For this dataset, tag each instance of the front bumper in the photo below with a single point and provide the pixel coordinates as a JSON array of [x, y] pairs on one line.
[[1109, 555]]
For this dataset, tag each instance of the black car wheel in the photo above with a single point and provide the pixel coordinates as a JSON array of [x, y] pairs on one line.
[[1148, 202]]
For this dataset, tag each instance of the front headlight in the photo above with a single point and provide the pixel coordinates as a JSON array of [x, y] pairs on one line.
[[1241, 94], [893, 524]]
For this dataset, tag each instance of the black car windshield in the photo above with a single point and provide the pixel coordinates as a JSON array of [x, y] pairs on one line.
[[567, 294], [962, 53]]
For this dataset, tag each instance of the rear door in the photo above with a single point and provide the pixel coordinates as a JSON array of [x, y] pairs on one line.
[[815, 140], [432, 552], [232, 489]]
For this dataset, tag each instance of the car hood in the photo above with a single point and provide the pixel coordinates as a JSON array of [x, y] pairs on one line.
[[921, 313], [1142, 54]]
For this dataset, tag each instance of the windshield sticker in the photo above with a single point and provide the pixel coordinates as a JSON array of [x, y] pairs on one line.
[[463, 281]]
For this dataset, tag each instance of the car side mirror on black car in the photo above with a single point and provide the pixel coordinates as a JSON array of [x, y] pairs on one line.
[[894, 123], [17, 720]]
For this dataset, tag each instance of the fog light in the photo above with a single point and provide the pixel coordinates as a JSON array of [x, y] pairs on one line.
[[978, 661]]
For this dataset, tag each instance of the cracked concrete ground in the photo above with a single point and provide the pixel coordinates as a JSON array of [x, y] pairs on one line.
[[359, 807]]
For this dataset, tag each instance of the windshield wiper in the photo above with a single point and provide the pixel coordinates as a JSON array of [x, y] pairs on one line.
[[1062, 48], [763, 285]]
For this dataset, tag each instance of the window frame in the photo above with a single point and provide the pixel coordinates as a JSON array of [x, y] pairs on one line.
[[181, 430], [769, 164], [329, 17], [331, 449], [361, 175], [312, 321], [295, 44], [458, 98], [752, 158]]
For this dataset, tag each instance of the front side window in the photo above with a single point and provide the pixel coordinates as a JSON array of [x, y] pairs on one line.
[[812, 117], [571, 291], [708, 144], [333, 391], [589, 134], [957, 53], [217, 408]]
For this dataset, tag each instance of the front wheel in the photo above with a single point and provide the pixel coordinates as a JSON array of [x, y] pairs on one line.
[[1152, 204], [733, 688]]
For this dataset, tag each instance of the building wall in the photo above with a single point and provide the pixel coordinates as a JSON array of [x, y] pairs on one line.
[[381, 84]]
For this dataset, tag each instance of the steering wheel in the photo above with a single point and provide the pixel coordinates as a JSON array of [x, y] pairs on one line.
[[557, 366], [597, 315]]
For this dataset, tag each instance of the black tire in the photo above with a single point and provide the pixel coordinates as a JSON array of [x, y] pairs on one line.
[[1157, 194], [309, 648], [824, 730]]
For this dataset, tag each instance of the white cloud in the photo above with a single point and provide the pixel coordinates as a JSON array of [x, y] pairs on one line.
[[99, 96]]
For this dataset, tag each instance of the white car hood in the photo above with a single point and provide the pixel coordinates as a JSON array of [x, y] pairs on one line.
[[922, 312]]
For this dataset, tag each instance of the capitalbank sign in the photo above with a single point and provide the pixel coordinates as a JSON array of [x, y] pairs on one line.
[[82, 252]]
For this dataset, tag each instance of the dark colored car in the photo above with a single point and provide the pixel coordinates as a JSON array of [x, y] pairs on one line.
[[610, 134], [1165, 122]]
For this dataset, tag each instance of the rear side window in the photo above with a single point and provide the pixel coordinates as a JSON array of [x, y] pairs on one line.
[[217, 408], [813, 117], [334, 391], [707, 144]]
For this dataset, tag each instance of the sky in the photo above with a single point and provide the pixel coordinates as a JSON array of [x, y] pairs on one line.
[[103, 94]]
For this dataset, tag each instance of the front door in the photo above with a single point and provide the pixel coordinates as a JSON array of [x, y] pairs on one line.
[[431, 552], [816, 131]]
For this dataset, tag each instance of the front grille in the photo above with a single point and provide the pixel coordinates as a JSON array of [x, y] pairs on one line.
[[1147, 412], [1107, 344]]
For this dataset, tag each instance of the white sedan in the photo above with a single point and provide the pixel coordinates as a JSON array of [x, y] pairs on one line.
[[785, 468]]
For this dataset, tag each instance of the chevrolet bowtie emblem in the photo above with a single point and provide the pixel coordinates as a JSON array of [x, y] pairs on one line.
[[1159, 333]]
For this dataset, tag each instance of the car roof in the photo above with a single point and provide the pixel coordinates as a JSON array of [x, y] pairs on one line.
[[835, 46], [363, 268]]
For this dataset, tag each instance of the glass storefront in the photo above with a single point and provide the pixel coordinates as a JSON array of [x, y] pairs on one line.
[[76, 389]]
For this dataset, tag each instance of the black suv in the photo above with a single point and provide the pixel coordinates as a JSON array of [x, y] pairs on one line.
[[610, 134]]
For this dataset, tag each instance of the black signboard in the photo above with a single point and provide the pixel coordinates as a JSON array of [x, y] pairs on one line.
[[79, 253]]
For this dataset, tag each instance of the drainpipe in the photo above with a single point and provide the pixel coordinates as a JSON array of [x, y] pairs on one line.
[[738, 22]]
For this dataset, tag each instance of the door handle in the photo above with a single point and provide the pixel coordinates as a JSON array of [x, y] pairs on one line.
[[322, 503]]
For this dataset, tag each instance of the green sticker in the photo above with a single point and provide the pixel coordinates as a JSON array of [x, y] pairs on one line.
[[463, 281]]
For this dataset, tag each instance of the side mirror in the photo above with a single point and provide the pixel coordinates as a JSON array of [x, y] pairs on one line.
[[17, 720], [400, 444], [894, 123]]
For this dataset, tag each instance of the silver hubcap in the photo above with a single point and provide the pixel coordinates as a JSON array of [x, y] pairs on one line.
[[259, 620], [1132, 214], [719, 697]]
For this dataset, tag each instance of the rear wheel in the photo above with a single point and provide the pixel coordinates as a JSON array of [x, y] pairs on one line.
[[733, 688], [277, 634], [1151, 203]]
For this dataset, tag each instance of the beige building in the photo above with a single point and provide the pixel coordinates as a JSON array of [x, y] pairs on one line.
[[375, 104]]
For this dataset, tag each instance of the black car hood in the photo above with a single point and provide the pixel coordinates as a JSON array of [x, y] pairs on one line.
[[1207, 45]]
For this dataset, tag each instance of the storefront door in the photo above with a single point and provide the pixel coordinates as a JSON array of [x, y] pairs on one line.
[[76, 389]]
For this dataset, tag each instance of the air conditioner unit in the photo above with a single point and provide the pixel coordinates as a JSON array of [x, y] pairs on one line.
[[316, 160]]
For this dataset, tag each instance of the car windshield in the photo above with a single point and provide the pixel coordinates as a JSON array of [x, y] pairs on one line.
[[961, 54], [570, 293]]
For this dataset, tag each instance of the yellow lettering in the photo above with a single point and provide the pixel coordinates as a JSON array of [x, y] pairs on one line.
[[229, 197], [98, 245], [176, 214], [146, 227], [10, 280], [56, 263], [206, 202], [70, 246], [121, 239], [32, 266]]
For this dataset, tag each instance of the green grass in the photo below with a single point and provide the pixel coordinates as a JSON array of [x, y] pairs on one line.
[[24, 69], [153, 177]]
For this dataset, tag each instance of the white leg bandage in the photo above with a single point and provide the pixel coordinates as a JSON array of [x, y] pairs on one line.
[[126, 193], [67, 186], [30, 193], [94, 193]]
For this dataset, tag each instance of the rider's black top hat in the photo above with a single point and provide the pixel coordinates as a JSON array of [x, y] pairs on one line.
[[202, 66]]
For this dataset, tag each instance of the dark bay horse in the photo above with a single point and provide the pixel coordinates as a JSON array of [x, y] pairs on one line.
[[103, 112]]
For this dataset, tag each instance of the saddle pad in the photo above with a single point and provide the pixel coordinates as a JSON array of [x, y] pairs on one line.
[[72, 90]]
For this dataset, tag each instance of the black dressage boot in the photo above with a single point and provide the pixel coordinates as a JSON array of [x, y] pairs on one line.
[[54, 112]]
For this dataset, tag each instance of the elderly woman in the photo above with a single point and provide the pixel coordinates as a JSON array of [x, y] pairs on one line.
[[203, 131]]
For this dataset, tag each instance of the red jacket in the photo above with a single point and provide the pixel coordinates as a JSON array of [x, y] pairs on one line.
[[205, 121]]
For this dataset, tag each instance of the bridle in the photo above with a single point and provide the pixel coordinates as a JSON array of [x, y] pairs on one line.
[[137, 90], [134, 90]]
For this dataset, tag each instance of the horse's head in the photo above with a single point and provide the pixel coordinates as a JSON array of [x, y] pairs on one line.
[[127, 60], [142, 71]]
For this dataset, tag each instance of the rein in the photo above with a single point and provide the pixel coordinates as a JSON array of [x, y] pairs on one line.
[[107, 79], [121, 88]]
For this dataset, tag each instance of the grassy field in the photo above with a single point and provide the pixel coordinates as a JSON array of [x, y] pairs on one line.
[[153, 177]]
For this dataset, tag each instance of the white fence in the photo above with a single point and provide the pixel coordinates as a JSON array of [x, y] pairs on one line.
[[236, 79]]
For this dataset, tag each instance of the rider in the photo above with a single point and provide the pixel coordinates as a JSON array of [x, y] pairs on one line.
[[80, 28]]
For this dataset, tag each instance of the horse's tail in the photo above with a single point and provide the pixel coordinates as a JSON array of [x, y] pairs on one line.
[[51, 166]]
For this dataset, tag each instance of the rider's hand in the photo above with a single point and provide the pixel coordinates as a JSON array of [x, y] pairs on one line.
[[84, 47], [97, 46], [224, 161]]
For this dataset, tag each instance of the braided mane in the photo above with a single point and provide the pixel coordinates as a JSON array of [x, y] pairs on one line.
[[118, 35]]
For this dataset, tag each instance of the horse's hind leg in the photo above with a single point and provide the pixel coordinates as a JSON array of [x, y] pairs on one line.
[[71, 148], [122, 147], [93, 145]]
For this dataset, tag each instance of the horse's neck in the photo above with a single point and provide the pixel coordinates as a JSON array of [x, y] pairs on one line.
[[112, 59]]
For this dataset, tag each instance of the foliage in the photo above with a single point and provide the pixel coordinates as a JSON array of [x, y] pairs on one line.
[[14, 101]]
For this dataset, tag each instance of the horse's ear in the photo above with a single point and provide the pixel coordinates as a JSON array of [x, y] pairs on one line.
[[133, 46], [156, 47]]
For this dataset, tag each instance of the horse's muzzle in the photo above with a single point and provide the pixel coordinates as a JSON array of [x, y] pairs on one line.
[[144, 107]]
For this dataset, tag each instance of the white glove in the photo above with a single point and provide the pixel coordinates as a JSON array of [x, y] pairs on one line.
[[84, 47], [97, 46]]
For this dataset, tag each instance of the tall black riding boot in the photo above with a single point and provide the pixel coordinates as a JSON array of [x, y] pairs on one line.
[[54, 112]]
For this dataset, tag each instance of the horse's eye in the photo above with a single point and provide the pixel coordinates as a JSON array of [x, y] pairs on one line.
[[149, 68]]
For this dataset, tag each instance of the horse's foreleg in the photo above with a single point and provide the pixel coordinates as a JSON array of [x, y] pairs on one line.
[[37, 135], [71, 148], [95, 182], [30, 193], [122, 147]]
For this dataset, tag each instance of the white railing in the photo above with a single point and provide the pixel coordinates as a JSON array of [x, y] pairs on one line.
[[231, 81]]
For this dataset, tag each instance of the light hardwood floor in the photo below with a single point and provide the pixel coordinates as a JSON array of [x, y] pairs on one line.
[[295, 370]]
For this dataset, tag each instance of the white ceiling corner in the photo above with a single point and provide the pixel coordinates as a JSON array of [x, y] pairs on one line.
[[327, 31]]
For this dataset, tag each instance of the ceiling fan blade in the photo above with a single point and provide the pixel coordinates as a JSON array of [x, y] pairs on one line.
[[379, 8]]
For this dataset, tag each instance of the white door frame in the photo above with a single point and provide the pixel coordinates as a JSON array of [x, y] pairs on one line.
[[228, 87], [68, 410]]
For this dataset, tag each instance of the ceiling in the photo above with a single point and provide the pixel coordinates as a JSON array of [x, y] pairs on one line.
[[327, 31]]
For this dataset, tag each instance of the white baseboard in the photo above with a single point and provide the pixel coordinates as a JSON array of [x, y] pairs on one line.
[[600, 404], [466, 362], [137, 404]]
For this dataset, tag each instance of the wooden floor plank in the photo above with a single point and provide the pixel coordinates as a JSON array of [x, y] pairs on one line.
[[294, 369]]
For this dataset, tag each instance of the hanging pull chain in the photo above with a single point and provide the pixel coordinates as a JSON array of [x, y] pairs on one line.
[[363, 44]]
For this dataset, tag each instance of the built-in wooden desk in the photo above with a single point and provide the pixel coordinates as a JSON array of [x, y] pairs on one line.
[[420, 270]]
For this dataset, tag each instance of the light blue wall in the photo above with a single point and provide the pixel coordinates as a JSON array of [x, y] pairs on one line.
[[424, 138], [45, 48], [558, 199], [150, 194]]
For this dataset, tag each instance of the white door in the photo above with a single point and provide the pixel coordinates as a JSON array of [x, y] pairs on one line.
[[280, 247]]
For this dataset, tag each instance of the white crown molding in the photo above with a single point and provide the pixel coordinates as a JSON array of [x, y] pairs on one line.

TASK DIRECTIONS |
In the rows from the line containing "For this dataset, tag each instance of the chevrolet" through the line containing "[[610, 134]]", swap every "tag" for "mark" and keep everything else the same. Return only those lines.

FINAL RESULT |
For this dataset, mark each instance of the chevrolet bowtie emblem in the photo above with a single point and provide the pixel coordinates as a JSON array of [x, y] pairs on one line.
[[1159, 333]]
For this dataset, mark each instance of the car roof in the photo above with a single point and provide the pixel coordinates as a JSON array of [x, y] pairs on one line.
[[835, 46], [363, 268]]
For this dataset, mark each instance of the glass storefront in the photo above with a single point and provide the pixel coordinates as a JSON array of [x, y] pairs on one line.
[[76, 389]]
For this dataset, mark each instance of the black suv in the photo above with a single point and provide the pixel coordinates as a JSON array of [x, y] pairs on one line.
[[610, 134]]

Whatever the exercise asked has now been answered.